## What to produce
Count how many lines in the material below contain the string "bird". Reply with the number alone.

»»

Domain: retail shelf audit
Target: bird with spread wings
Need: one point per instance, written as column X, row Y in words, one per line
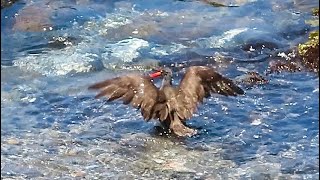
column 171, row 105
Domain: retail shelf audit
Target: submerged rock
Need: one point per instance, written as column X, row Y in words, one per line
column 309, row 52
column 251, row 78
column 278, row 66
column 7, row 3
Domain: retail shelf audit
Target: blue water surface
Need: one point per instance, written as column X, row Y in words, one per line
column 53, row 128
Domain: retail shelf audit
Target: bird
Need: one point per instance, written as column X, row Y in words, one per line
column 171, row 105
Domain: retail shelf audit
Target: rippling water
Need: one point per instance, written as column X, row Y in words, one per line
column 51, row 127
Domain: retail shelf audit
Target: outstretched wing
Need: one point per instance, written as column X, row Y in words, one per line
column 136, row 90
column 199, row 82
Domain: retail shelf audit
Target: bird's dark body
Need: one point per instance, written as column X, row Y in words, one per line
column 172, row 106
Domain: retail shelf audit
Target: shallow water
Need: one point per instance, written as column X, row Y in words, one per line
column 53, row 128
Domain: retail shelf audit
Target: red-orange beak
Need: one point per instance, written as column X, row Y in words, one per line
column 156, row 74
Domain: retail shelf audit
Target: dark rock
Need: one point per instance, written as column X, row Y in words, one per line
column 278, row 66
column 309, row 52
column 251, row 78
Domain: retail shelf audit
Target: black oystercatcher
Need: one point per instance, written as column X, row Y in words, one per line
column 172, row 106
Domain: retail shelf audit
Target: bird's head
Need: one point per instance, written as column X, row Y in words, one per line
column 162, row 72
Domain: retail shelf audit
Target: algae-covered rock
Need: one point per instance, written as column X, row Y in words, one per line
column 315, row 11
column 309, row 52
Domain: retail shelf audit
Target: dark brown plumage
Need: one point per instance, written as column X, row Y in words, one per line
column 171, row 105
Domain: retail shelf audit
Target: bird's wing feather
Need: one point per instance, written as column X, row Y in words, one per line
column 199, row 82
column 136, row 90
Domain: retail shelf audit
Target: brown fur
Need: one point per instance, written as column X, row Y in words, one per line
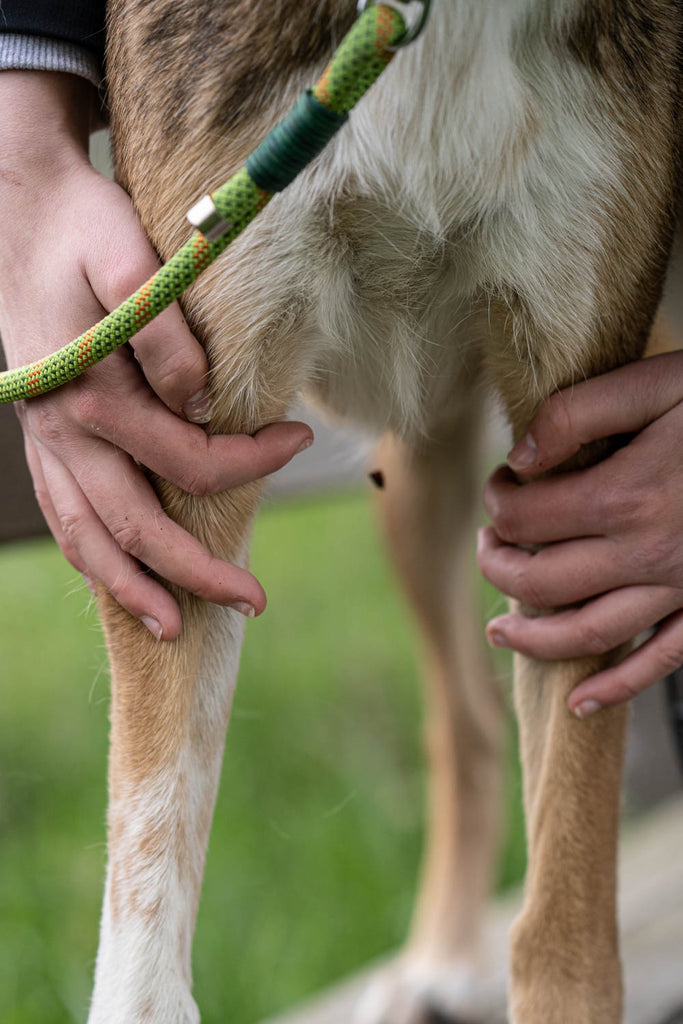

««

## Written answer
5